TASK DATA below:

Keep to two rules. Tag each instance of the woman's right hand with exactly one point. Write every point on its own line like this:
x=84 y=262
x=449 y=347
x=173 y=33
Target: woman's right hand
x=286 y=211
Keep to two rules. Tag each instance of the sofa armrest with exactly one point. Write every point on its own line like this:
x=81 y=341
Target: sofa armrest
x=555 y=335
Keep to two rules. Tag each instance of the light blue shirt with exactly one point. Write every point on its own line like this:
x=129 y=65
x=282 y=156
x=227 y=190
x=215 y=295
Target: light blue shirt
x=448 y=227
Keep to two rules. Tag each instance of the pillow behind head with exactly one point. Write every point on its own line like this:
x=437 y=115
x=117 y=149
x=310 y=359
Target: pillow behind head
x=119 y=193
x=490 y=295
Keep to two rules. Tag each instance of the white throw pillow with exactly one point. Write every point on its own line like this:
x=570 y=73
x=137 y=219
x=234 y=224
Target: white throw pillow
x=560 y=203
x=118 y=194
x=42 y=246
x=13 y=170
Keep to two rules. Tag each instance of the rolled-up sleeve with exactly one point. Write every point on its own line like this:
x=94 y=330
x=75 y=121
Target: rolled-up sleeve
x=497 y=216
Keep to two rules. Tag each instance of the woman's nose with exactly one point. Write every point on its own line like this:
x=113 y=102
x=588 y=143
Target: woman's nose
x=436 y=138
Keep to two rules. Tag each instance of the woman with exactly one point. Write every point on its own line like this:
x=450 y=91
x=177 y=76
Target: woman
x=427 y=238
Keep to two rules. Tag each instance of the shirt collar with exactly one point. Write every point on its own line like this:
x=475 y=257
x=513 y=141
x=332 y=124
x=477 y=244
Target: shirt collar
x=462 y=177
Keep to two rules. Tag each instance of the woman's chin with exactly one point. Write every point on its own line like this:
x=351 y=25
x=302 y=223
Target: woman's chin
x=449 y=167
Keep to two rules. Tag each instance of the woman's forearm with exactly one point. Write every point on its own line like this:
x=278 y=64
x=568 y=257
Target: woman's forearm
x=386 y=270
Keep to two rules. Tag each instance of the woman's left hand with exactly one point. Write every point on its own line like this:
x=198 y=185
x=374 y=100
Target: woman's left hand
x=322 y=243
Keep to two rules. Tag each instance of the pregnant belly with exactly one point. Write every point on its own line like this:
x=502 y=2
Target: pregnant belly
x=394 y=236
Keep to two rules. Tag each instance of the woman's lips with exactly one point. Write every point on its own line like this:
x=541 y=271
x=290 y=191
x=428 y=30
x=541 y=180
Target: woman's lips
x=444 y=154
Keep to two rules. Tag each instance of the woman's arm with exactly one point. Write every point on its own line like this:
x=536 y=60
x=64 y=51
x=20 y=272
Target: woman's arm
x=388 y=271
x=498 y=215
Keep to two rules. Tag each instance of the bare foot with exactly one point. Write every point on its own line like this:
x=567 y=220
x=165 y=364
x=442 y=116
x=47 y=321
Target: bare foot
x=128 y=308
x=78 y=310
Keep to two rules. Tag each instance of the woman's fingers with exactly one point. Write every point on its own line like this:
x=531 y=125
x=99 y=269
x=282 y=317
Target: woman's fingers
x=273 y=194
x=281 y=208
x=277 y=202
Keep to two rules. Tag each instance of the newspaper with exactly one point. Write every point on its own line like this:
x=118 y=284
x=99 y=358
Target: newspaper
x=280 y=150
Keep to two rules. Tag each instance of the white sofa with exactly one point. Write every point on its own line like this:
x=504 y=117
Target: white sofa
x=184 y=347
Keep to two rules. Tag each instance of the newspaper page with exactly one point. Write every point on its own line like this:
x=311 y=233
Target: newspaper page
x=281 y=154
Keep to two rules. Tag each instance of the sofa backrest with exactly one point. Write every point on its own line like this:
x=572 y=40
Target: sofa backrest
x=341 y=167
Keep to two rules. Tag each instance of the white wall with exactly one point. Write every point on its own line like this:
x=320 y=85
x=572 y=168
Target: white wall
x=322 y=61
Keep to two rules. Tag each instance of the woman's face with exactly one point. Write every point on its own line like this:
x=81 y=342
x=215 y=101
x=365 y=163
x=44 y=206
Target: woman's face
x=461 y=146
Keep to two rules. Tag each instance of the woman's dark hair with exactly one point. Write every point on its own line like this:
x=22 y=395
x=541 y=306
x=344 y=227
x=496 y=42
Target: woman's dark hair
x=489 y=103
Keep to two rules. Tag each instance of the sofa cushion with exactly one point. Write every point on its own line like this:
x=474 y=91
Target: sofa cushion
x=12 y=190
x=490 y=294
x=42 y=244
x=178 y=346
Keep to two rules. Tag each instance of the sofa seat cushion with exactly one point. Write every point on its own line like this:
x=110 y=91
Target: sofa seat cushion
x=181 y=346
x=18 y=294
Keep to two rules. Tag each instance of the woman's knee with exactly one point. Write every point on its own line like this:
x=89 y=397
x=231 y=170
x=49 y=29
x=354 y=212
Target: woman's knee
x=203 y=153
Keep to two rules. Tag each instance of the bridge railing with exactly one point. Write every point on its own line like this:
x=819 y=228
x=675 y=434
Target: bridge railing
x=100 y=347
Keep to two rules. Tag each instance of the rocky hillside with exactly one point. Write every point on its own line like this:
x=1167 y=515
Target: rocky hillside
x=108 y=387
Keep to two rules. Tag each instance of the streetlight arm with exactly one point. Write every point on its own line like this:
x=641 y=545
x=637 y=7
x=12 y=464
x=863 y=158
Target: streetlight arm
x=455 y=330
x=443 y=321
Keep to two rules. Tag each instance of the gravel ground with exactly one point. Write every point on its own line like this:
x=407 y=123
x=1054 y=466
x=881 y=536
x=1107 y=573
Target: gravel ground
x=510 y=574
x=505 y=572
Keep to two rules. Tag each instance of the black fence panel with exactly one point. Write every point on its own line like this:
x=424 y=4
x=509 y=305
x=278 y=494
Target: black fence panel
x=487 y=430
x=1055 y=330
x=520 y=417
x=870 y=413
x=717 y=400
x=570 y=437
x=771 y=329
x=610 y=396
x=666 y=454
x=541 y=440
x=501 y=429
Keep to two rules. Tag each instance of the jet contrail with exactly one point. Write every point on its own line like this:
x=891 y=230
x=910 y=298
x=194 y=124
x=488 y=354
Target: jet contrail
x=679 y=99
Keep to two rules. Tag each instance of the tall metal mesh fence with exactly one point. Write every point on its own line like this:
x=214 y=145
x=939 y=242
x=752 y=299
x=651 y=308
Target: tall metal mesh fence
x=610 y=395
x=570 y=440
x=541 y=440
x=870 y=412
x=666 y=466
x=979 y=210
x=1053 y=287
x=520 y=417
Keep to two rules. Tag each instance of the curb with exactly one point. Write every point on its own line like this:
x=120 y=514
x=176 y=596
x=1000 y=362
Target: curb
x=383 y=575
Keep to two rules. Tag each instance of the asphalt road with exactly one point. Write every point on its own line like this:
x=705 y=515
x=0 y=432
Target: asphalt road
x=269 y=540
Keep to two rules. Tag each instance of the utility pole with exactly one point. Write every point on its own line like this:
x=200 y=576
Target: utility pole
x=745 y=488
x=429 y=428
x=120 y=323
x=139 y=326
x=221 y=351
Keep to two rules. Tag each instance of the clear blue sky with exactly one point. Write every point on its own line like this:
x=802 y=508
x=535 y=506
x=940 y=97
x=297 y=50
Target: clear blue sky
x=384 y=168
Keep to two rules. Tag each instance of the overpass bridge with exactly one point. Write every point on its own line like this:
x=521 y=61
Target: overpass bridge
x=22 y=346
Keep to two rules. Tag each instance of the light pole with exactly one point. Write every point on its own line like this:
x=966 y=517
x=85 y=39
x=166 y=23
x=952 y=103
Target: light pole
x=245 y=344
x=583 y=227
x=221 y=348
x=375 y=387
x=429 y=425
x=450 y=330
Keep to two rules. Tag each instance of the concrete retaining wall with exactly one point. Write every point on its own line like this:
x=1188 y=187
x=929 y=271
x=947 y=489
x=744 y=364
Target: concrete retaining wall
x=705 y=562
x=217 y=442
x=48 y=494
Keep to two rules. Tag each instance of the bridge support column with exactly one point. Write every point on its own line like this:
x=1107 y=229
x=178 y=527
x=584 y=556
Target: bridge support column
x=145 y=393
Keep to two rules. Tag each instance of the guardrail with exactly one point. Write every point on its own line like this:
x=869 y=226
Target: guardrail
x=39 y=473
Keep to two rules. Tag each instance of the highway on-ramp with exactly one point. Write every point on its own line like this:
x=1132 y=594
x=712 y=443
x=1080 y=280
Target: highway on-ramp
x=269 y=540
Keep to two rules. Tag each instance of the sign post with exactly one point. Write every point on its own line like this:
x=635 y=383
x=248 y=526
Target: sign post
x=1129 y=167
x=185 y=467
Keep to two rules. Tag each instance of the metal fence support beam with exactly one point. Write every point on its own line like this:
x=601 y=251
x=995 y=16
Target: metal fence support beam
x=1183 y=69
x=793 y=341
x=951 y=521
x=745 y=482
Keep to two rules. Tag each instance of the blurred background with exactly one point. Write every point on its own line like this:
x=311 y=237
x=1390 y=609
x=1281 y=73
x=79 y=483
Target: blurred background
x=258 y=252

End of TASK DATA.

> _WORK TASK_: Copy the lines above exactly, beginning at the line that has "x=365 y=163" and stopping after the line that has "x=354 y=212", and omit the rest.

> _OUTPUT FOR THIS TASK_:
x=365 y=163
x=44 y=206
Target: woman's face
x=461 y=146
Keep to two rules. Tag each instance of the woman's dark hair with exactly one point. Write every point on its own line like this:
x=22 y=395
x=541 y=306
x=344 y=227
x=496 y=42
Target: woman's dark hair
x=489 y=103
Keep to two rules. Tag each instance of the sofa cushion with exactly one point. Write every point on its own line like this:
x=474 y=91
Target: sofa cushion
x=12 y=190
x=490 y=294
x=42 y=244
x=178 y=346
Keep to two rules. Tag each instance of the sofa seat cushion with exactly one point. Write every point on its own line like this:
x=110 y=91
Target: sofa seat cushion
x=181 y=346
x=18 y=294
Keep to two rules. Tag each instance of the woman's knee with exactly one point. Write every point on its own line like this:
x=89 y=397
x=231 y=170
x=49 y=29
x=354 y=212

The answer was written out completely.